##### DATASET RECORDS
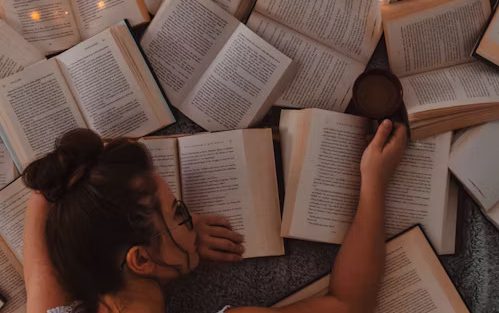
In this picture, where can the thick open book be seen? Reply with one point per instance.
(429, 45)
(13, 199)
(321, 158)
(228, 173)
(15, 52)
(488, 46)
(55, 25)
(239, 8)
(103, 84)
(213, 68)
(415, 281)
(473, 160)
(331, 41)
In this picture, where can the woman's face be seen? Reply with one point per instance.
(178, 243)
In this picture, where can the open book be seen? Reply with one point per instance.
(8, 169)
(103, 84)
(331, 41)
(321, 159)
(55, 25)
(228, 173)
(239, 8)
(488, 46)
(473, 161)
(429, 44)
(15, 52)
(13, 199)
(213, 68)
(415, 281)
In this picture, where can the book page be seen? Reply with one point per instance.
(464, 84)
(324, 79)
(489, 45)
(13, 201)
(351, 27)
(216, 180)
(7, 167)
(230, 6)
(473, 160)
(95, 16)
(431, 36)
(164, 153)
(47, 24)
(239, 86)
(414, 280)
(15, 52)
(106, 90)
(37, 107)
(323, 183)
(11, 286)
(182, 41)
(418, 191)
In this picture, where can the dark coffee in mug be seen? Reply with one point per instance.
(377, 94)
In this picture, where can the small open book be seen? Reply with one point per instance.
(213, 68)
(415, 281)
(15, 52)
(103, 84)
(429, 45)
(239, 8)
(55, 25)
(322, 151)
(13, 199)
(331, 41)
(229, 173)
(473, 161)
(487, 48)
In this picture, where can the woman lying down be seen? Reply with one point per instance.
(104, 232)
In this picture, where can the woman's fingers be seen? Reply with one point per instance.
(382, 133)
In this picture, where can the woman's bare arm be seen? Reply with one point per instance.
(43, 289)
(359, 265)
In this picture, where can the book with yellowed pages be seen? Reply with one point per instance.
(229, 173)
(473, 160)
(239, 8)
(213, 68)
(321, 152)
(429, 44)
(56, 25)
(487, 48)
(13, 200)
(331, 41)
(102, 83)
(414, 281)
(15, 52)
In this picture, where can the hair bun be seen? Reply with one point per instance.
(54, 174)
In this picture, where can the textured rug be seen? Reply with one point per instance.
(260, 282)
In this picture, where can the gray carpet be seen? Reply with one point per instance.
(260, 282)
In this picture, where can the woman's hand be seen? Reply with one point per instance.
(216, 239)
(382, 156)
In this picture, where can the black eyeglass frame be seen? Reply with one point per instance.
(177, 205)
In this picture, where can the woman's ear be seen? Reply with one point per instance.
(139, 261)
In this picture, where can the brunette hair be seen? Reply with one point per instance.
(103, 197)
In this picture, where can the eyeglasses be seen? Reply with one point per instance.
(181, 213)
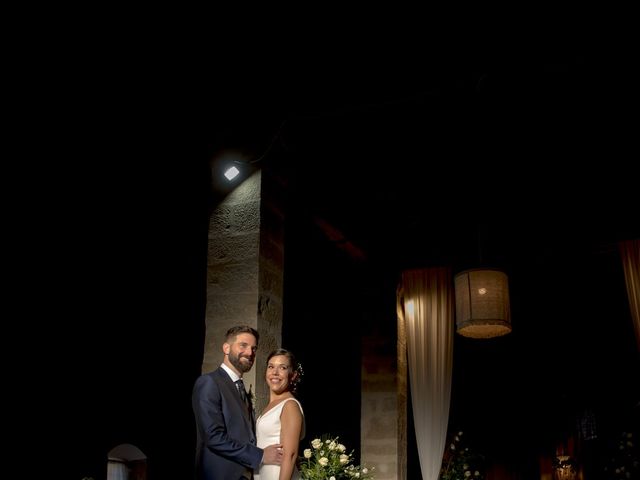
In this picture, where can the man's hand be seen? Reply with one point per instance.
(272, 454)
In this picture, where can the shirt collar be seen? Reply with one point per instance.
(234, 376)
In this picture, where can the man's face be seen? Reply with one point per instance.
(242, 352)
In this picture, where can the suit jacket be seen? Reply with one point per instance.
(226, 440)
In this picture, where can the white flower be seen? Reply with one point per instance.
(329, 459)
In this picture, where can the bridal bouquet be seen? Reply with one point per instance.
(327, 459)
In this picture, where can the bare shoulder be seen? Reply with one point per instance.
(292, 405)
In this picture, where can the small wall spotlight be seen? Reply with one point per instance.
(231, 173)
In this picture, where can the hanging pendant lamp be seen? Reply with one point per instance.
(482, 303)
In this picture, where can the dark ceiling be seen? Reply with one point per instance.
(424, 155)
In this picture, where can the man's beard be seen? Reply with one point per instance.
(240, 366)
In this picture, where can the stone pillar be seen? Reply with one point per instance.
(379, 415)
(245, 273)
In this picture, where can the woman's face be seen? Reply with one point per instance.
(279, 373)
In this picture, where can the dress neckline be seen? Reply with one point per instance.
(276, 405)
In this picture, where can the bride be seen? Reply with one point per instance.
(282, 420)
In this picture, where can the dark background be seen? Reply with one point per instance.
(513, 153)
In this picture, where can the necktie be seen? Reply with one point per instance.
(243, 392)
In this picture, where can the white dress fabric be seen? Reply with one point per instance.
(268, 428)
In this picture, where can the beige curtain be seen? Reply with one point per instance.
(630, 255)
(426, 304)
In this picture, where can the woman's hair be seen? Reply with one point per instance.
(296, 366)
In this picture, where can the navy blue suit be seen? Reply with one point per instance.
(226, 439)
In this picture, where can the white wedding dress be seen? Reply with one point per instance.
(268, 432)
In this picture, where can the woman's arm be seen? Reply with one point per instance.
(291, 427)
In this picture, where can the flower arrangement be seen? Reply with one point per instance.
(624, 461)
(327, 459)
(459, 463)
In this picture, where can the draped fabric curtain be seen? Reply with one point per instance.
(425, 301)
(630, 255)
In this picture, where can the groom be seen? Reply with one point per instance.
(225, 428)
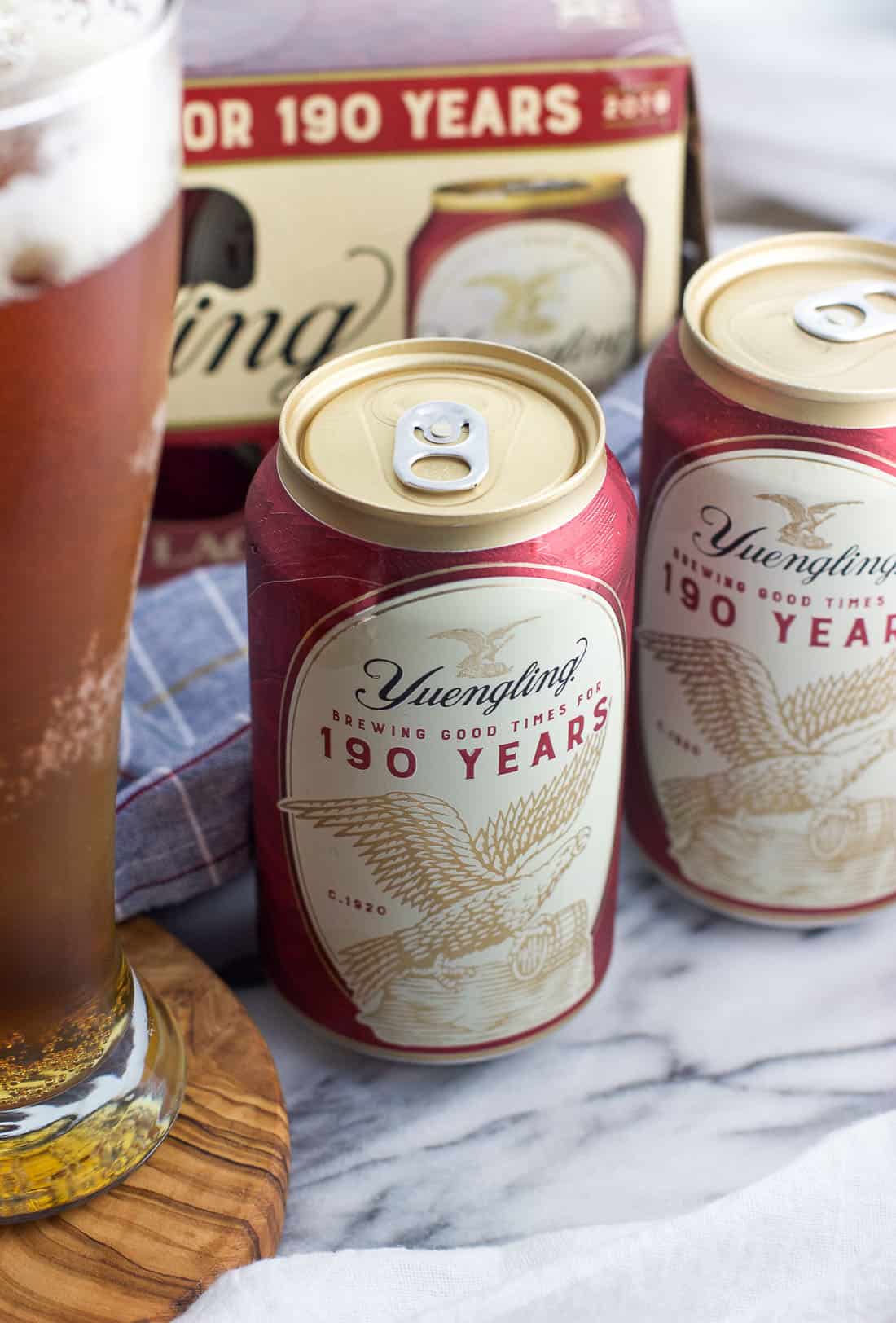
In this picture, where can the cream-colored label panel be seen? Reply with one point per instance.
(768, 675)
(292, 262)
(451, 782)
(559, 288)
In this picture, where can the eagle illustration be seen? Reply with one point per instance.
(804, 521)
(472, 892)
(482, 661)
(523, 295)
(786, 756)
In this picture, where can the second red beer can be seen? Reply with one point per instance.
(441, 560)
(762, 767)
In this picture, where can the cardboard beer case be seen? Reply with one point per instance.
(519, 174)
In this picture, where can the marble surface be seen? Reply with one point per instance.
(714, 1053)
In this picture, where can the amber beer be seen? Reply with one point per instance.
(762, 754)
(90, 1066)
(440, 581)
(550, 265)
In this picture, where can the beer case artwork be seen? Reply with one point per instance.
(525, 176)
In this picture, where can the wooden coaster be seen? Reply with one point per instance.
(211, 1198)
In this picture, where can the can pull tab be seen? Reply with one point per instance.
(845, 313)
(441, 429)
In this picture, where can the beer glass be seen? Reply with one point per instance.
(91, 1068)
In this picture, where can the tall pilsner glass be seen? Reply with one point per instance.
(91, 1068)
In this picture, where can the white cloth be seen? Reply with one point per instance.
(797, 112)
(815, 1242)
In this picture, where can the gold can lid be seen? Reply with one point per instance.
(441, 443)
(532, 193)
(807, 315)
##########
Skipping the pictures, transcribe each line above exactly as it appears.

In this picture, where can the thick open book be seen? Reply with one point per instance.
(429, 45)
(13, 199)
(321, 158)
(228, 173)
(15, 52)
(488, 46)
(55, 25)
(239, 8)
(103, 84)
(213, 68)
(415, 281)
(473, 160)
(331, 41)
In this picture, where can the woman's face be seen? Reply with one point per instance.
(178, 243)
In this picture, where can the open book be seen? Reply with one point per instance.
(8, 169)
(103, 84)
(331, 41)
(321, 159)
(55, 25)
(228, 173)
(239, 8)
(488, 46)
(473, 161)
(429, 44)
(15, 52)
(13, 199)
(213, 68)
(415, 281)
In this picture, where can the book page be seen? Reply with one point per instance.
(464, 84)
(324, 79)
(489, 45)
(13, 201)
(351, 27)
(216, 180)
(7, 167)
(230, 6)
(473, 160)
(95, 16)
(431, 36)
(164, 153)
(47, 24)
(239, 86)
(414, 280)
(15, 52)
(106, 90)
(37, 107)
(323, 183)
(11, 286)
(182, 41)
(418, 191)
In this picture, where can the dark coffee in mug be seen? Reply with one point per instance.
(377, 94)
In this picture, where can the small open book be seen? Reply with one point per instance.
(213, 68)
(415, 281)
(15, 52)
(103, 84)
(429, 45)
(239, 8)
(55, 25)
(322, 151)
(13, 199)
(331, 41)
(229, 173)
(473, 161)
(487, 48)
In this picture, where can the woman lying down be seen? Reply with one point per instance.
(104, 232)
In this picture, where can the woman's fingers be seen? Reply with one point per instance.
(382, 133)
In this picture, where can the woman's bare arm be seen? Reply with one point per instance.
(43, 289)
(359, 265)
In this picture, where can the book with yellowed pages be seen? Reply with one point per instance.
(229, 173)
(473, 160)
(239, 8)
(213, 68)
(321, 152)
(429, 44)
(56, 25)
(487, 48)
(13, 200)
(331, 41)
(102, 83)
(414, 281)
(15, 52)
In this picture, where can the hair bun be seen? Reply with one point per instance.
(54, 174)
In this picture, where can the textured rug be seen? Reply with one point per instance.
(260, 282)
In this picture, where can the gray carpet be seen? Reply with one point per instance.
(260, 282)
In this picture, where can the woman's hand be seen? Reply with one point per instance.
(216, 239)
(382, 156)
In this picture, where can the black eyeglass frame be seen? Reply with one point per instance.
(177, 205)
In this picture, where can the woman's ear be seen? Reply with one point per instance.
(139, 261)
In this picture, where can the brunette hair be seen? Reply with one point per instance.
(103, 197)
In this picture, where can the eyeglasses be seen? Reply with one point per instance.
(181, 213)
In this picture, where can the man's hand be seen? Reply with one point per instance.
(272, 454)
In this picture, where can the shirt collar be seen? Reply with one point per instance.
(234, 376)
In this picture, where can the man's face be seen? Reply with one point per instance.
(242, 352)
In this picture, where can the suit jacket be seen? Reply with one point per instance.
(226, 440)
In this picture, where can the white flower be seen? Reply with one point per instance.
(329, 459)
In this picture, where can the bridal bouquet be seen? Reply with one point per instance.
(327, 459)
In this picture, where can the bare shoulder be seen? Reply with one point per instance.
(292, 405)
In this picture, where can the small wall spotlight be seen? Reply with one point per instance.
(231, 173)
In this picture, where can the hanging pendant lamp be seen? Reply with one point per instance.
(482, 303)
In this picture, where can the dark ceiling be seen? Reply with one point per instance.
(424, 155)
In this picture, where can the man's beard be seen? Reply with one point per instance.
(240, 366)
In this picture, where can the stone pillar be seen? Reply with one point per instance.
(379, 415)
(245, 273)
In this picture, where can the woman's face be seen? Reply with one point per instance.
(279, 373)
In this picture, where can the dress neckline be seen? Reply with one point per instance.
(276, 405)
In this picture, where can the bride be seen? Reply with one point per instance.
(282, 420)
In this picture, where can the dark background be seen? Reply with one point per instance.
(513, 153)
In this picture, where can the necktie be seen? Reply with one point per instance.
(243, 392)
In this picture, where can the white dress fabric be seen? Reply with one point per instance.
(268, 428)
In this picture, where can the beige curtain be seen? Reply with one point per instance.
(630, 255)
(426, 304)
In this picture, where can the woman's hair be seen? Reply with one point per instance.
(296, 366)
In this picture, where can the navy blue suit be seen? Reply with one point per instance.
(226, 439)
In this picture, where can the white wedding dress be seen? Reply with one point per instance.
(268, 432)
In this picture, where can the woman's arm be seen? Reply with one point per instance.
(291, 427)
In this picture, where can the flower arrangement be seen? Reply with one point per instance.
(624, 461)
(327, 459)
(459, 463)
In this picture, where can the draped fabric curtain be seen? Reply with one point per instance.
(425, 301)
(630, 255)
In this picture, where can the groom be seen? Reply with one point per instance.
(225, 428)
In this picture, where can the cream-colored label panel be seen? Reply with one point per instance.
(768, 675)
(292, 262)
(451, 782)
(559, 288)
In this picture, where can the eagle illustration be seen? Reply with one point per instance.
(804, 521)
(472, 892)
(482, 661)
(523, 295)
(786, 756)
In this picture, where can the second red beer can be seen? Reply with one point per instance.
(441, 560)
(762, 767)
In this picture, where can the cardboard beer case be seen? Reply with one point per instance.
(519, 174)
In this picture, where can the marble surface be seen? Reply with one point per instance.
(714, 1053)
In this picture, where can the amber beer be seen? Reply with one point per instance.
(762, 754)
(90, 1066)
(440, 581)
(550, 265)
In this picture, where can the beer case artwork be seen? Reply with one point per instance.
(525, 176)
In this picture, where can the wooden coaster be seen? Reply with one point per instance.
(211, 1198)
In this picture, where can the can pull tab be seen? Reply with one point per instance.
(845, 313)
(441, 429)
In this picture, where can the beer glass be seen? Reply with one point per instance.
(91, 1068)
In this picture, where can the tall pilsner glass be seen? Reply with one point per instance.
(91, 1068)
In this picture, where can the white cloth be seen? Reply with one point per instance.
(797, 112)
(815, 1242)
In this picture, where can the gold can lid be seen? Reply with one point per instance.
(441, 443)
(532, 193)
(807, 315)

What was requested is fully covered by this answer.